[Stored records]
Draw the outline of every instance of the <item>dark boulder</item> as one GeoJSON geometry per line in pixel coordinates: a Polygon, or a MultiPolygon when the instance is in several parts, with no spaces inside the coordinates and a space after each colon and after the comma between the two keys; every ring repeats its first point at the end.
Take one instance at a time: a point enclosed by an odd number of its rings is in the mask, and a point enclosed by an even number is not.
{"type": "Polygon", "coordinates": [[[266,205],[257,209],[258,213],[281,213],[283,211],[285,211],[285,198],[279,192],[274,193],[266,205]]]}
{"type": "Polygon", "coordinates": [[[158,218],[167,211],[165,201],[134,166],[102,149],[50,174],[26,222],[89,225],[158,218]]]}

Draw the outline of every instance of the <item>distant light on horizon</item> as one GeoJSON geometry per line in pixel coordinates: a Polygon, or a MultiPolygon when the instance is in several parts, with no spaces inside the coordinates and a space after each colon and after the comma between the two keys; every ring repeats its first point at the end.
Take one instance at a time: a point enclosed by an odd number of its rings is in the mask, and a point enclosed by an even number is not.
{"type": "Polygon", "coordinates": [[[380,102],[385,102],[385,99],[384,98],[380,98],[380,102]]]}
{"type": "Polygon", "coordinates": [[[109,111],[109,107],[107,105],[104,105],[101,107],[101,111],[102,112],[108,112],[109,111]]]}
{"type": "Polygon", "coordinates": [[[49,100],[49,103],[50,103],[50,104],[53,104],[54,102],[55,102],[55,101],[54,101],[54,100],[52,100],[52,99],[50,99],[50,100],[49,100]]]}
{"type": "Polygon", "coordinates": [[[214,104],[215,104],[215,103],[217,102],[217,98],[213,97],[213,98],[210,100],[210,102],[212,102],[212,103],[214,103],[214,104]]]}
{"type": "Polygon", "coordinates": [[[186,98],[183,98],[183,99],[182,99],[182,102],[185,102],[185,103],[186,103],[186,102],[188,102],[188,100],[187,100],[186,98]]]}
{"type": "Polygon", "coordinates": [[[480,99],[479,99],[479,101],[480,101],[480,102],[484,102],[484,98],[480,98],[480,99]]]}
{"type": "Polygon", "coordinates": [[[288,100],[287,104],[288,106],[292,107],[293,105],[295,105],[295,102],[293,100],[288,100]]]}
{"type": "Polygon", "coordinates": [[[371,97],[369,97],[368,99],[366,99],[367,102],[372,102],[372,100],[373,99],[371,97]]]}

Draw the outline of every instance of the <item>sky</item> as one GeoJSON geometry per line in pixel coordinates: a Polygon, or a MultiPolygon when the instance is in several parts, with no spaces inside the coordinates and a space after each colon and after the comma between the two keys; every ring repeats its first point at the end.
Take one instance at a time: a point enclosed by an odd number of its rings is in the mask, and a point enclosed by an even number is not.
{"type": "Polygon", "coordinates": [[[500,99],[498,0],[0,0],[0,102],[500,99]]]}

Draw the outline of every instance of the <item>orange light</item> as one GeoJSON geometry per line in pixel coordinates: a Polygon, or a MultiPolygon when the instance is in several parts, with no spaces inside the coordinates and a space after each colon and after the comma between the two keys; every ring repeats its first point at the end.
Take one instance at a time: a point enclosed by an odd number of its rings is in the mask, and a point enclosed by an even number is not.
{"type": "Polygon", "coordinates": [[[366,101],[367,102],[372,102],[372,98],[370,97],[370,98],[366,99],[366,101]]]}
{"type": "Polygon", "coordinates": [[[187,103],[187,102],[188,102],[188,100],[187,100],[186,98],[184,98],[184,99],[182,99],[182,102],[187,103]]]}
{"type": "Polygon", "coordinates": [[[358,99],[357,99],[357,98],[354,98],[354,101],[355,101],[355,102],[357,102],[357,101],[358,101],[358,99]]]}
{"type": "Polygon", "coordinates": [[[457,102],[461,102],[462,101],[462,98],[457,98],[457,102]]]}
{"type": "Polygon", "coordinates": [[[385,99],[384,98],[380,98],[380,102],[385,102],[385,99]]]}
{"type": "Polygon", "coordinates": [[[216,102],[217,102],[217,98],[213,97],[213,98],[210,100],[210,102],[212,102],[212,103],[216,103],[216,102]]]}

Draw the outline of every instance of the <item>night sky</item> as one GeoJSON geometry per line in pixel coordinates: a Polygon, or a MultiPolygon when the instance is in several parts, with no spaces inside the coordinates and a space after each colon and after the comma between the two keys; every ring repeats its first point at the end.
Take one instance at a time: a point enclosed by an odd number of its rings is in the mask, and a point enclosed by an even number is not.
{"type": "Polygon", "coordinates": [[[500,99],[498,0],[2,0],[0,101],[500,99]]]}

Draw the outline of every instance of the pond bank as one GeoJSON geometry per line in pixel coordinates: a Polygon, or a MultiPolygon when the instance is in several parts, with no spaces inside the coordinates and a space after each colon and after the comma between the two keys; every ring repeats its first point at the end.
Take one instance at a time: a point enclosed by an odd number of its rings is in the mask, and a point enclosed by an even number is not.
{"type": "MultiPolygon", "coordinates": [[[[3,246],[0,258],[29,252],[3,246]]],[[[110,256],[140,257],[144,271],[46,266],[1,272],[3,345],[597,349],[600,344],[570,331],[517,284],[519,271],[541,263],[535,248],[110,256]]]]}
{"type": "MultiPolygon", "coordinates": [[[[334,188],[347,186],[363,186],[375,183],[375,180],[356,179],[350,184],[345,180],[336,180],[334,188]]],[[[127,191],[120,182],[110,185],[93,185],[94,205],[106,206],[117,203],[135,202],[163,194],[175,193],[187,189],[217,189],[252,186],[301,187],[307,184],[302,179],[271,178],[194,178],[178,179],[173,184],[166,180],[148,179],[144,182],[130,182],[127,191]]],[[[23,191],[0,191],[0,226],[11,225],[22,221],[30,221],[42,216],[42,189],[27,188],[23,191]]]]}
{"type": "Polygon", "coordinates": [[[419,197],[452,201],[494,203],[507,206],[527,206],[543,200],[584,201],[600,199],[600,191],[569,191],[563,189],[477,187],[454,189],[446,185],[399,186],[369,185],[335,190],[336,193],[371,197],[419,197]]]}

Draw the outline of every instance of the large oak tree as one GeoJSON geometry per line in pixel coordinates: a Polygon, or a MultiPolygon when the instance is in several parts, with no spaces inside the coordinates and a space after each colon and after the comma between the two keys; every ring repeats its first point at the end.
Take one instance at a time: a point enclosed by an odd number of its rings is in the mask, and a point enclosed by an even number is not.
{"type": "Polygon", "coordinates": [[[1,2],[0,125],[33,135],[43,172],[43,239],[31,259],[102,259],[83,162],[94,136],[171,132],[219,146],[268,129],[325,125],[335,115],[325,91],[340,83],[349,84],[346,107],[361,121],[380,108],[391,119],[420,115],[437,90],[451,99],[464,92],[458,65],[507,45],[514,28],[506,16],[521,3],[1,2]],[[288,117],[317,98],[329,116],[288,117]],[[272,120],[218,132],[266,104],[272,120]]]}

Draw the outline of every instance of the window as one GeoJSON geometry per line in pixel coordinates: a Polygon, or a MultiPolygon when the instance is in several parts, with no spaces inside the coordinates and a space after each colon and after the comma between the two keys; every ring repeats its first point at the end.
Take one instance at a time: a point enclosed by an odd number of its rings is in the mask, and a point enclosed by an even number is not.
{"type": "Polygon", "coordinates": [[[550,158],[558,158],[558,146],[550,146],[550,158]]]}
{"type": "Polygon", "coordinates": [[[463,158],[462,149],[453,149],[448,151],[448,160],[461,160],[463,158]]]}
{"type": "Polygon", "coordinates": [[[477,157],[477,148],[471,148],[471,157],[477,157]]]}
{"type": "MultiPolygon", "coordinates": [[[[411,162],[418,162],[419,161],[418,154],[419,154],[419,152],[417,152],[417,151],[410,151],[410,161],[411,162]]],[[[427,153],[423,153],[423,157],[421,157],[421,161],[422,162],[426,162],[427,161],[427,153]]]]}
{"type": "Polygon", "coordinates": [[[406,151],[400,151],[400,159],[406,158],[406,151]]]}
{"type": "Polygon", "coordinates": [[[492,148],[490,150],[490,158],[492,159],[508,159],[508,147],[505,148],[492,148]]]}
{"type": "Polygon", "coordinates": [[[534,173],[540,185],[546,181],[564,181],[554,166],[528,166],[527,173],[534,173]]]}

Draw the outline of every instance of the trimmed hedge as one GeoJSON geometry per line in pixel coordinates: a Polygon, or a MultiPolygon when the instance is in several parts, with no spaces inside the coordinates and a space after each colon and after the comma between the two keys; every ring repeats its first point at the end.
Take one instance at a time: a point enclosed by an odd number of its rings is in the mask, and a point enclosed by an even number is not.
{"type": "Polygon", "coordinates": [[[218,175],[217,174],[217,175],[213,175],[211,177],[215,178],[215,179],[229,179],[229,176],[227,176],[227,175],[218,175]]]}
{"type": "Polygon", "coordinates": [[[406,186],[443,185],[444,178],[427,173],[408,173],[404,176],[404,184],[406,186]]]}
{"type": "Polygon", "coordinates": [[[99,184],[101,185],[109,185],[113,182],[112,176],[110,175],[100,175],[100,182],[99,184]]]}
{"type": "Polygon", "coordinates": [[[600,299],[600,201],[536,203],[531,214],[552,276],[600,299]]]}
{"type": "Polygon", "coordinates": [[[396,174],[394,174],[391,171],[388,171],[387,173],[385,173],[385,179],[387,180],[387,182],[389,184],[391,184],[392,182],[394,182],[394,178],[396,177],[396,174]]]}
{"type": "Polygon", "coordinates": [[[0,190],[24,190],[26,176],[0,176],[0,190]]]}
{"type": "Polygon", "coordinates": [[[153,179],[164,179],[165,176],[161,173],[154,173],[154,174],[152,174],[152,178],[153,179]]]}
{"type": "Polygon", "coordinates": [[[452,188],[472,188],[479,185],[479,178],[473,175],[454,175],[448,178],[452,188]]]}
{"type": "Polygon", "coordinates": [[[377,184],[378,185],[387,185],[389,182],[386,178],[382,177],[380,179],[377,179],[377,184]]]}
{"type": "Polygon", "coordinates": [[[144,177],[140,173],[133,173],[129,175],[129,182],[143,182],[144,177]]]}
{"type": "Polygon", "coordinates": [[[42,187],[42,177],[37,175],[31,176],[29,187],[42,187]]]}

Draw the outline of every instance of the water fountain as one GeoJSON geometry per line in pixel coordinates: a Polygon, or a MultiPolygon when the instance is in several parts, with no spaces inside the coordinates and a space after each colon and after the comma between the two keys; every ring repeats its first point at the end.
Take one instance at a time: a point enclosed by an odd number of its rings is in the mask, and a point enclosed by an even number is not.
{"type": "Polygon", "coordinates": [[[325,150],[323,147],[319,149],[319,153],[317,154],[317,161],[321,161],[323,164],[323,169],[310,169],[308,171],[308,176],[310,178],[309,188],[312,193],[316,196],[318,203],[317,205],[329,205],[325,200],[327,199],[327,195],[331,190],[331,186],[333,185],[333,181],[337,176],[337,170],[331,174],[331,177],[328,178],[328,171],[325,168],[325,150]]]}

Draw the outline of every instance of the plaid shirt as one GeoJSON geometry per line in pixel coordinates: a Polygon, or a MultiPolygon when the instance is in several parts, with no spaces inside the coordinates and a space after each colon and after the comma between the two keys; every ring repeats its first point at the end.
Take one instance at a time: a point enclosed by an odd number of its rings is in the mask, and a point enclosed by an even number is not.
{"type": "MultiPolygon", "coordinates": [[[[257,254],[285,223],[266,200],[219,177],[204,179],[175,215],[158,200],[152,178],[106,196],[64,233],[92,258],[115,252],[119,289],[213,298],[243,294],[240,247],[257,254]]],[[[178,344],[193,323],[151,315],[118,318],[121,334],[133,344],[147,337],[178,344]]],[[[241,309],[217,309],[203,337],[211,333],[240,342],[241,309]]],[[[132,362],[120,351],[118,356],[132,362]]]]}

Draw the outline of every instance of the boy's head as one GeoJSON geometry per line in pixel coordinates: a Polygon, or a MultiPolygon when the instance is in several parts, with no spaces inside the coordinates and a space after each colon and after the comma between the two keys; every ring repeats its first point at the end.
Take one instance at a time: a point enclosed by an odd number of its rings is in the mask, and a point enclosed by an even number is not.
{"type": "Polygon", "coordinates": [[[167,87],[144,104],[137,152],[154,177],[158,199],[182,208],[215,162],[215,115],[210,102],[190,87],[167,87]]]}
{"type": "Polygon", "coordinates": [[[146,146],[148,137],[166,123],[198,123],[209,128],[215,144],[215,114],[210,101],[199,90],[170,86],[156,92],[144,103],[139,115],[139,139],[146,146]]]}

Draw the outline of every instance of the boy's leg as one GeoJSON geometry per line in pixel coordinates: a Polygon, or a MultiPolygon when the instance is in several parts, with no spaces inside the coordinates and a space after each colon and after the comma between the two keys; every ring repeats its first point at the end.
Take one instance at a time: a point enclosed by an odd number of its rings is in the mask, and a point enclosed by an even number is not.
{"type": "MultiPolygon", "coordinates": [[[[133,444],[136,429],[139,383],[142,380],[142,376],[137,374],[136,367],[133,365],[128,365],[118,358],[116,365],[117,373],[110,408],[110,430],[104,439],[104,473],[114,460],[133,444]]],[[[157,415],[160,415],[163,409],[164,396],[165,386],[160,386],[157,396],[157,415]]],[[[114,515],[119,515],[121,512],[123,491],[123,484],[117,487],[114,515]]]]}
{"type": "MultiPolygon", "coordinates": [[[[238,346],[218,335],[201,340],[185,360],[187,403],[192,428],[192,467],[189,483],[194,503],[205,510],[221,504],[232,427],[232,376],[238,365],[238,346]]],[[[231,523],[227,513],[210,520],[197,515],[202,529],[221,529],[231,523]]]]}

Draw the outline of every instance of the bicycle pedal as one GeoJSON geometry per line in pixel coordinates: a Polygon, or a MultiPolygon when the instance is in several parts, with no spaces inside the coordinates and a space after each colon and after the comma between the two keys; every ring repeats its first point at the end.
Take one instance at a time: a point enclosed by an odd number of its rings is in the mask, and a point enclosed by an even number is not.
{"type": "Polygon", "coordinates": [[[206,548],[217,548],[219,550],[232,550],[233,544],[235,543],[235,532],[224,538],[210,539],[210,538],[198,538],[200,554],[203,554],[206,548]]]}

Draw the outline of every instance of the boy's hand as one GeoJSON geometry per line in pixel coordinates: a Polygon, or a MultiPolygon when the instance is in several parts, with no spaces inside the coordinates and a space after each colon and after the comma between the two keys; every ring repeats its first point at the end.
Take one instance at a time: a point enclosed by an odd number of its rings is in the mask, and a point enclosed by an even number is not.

Exercise goal -> Write down how many lines of the data above contain the string "light", and include nothing besides that number.

Task result -> 2